**What you should do**: Rewrite the stretch of items from the start through the line that contains "768,46,785,133", replacing "cardboard" with "paper" and leaving everything else unchanged.

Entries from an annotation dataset
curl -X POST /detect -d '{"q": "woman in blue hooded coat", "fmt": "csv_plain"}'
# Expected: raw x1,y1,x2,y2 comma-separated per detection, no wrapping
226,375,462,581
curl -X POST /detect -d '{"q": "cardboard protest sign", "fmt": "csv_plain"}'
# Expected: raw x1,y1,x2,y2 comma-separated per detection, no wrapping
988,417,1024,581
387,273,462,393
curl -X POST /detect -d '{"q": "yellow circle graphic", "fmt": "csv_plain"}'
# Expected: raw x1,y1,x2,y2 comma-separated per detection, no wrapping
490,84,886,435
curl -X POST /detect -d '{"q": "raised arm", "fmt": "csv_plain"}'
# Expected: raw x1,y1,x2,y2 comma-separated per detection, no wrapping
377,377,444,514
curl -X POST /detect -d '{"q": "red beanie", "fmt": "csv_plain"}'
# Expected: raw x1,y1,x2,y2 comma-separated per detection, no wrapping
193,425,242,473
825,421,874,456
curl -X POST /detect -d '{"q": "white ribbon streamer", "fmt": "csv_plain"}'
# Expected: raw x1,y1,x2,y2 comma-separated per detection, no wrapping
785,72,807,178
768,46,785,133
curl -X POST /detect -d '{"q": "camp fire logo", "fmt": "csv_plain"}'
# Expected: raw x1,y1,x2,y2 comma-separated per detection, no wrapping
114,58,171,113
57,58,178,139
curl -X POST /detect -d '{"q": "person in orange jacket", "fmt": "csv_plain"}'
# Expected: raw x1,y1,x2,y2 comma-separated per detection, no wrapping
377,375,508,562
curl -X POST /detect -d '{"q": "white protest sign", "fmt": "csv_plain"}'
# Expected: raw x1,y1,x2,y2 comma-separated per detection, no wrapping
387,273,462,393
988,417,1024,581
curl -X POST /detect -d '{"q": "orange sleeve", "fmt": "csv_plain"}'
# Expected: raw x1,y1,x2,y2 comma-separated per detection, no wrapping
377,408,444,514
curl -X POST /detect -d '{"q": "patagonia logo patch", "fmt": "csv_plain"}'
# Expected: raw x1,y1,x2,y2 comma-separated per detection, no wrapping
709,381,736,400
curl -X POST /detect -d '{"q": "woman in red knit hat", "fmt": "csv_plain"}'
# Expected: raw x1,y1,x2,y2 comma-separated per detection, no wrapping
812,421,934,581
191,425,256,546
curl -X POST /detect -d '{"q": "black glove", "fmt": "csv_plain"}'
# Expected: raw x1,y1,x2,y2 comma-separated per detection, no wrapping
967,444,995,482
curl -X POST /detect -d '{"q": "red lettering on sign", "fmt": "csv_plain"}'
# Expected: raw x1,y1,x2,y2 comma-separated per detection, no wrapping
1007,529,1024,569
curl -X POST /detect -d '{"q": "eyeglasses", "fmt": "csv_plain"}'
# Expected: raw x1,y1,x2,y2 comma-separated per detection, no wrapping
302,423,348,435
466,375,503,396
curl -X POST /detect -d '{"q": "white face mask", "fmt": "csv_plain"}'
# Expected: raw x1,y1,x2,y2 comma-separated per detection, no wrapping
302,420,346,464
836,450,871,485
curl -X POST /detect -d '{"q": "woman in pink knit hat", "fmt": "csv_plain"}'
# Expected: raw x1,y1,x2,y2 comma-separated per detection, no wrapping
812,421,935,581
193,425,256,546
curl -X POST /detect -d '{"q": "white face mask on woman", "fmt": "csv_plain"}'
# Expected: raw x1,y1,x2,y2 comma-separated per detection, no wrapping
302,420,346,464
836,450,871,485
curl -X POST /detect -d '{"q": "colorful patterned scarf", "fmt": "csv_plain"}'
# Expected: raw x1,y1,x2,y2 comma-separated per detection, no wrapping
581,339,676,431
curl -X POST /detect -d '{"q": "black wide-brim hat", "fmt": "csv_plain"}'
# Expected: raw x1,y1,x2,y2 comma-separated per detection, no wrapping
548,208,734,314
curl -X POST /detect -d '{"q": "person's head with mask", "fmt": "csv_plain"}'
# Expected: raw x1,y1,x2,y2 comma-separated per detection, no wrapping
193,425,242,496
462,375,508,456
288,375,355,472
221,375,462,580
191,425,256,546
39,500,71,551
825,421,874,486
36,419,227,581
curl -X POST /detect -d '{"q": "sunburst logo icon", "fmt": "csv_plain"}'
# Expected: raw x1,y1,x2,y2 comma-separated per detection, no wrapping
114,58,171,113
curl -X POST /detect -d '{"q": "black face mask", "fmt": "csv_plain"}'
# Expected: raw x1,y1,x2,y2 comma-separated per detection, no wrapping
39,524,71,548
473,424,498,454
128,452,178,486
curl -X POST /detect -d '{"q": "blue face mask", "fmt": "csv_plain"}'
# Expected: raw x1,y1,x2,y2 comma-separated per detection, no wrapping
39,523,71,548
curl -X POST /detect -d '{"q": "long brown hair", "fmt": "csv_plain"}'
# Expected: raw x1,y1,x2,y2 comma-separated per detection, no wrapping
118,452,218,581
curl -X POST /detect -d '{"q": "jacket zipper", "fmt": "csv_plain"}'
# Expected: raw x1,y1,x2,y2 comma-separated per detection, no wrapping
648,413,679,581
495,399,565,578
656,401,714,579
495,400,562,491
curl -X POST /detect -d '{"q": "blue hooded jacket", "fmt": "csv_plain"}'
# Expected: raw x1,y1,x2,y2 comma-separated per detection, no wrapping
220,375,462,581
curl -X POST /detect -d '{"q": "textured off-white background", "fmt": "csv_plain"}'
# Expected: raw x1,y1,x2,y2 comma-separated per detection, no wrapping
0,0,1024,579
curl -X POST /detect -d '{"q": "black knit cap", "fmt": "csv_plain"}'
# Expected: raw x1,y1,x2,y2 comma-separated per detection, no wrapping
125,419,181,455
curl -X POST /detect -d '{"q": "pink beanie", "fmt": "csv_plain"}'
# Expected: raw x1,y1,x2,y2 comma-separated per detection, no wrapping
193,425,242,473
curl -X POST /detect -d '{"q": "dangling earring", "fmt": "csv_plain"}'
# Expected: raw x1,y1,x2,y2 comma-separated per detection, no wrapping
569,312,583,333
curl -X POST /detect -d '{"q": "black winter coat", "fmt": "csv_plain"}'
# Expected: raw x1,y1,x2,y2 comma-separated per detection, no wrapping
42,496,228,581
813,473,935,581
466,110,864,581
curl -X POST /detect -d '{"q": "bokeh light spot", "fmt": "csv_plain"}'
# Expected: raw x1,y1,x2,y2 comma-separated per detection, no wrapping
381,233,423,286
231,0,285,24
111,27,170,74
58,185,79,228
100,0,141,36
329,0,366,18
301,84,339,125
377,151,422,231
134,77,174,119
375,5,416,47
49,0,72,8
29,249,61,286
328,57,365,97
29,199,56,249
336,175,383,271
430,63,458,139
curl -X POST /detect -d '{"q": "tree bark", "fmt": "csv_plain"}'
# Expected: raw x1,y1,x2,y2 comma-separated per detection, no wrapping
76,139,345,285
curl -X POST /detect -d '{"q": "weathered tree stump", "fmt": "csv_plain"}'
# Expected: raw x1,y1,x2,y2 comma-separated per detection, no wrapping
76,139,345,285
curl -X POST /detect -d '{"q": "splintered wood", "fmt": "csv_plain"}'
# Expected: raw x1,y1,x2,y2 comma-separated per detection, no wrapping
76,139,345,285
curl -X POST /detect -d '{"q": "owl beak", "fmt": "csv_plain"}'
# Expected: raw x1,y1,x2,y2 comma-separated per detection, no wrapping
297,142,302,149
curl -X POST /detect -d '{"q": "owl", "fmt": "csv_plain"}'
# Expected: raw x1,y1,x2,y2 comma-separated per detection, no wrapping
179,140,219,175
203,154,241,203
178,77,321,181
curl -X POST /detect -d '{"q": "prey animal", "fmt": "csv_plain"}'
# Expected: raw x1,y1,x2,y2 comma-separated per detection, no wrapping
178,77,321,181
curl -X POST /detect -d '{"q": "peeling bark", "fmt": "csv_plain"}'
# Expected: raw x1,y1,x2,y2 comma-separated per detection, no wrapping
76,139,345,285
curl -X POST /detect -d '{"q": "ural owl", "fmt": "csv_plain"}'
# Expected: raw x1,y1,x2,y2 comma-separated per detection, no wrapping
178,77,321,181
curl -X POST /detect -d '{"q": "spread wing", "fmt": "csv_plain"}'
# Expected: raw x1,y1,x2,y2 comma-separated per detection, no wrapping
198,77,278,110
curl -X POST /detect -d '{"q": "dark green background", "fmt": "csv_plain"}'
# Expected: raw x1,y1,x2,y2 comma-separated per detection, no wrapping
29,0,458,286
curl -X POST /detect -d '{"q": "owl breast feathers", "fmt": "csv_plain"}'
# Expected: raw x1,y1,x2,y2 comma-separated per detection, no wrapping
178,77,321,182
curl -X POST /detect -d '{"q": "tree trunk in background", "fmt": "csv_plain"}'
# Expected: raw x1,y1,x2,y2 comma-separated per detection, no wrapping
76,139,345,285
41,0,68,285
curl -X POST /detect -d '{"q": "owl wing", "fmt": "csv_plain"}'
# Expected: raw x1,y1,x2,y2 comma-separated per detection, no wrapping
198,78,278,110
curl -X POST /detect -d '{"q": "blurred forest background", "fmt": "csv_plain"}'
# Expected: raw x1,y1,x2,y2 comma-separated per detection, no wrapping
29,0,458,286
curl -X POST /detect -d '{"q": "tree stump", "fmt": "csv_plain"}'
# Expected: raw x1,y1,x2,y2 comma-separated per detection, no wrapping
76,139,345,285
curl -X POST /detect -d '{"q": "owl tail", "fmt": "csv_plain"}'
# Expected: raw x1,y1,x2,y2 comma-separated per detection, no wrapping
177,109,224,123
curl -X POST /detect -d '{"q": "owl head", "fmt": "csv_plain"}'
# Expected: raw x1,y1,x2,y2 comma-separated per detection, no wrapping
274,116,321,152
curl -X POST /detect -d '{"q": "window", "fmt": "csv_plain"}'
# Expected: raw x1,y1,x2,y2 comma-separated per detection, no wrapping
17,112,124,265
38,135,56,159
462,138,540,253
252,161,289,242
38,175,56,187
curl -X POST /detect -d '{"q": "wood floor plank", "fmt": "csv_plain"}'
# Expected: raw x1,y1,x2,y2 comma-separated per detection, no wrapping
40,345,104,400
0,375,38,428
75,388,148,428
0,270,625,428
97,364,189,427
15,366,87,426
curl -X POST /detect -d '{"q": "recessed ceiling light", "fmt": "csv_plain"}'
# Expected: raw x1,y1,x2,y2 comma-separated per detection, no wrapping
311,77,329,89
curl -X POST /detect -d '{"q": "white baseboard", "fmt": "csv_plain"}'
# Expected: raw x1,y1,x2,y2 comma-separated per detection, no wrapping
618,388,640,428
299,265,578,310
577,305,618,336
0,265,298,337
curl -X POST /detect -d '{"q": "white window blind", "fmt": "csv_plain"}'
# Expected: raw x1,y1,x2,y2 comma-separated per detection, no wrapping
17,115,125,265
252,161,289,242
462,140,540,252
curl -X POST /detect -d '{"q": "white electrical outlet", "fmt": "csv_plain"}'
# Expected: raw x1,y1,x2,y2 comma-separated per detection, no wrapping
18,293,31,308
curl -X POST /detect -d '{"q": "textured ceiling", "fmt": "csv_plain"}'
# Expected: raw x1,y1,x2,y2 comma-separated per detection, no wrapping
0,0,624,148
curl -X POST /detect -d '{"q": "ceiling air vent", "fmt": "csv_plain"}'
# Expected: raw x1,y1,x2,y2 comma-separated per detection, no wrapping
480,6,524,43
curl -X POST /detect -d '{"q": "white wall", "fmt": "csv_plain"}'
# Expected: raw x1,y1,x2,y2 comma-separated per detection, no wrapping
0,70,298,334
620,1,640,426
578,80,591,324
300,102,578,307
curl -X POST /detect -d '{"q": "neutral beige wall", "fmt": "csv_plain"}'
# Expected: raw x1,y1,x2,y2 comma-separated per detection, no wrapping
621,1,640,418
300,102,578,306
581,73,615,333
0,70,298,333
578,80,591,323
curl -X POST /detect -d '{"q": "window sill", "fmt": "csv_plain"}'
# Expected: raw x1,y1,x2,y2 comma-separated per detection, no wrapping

**Answer to this problem**:
curl -X POST /detect -d '{"q": "woman in blue hooded coat", "fmt": "csv_plain"}'
# Expected: raw x1,y1,x2,y2 comma-separated per detection, no wrapping
226,375,462,581
curl -X POST /detect -d '{"q": "paper protest sign", "fmt": "csv_plain"}'
# Expected: raw x1,y1,x2,y2 comma-separated per detection, no wrapping
988,417,1024,581
387,273,462,393
curl -X POST /detect -d '{"q": "yellow circle graphic", "fmt": "csv_plain"}'
# Expected: raw x1,y1,x2,y2 comma-separated per detection, no wrapping
490,84,886,435
curl -X POST /detect -d '{"q": "raised arm", "fmt": "csv_plain"}'
# Expected: raw x1,y1,x2,y2 comma-separated per detection, no wrapping
377,377,444,514
curl -X POST /detect -d '{"q": "red beanie", "fmt": "csv_plain"}'
# Expected: raw x1,y1,x2,y2 comma-separated per detection, no wrapping
193,425,242,473
825,421,874,456
curl -X POST /detect -d '{"q": "white ribbon streamer", "fmt": "csv_plain"}'
# Expected: raw x1,y1,x2,y2 comma-separated per detection, no wrapping
785,72,807,178
768,46,785,133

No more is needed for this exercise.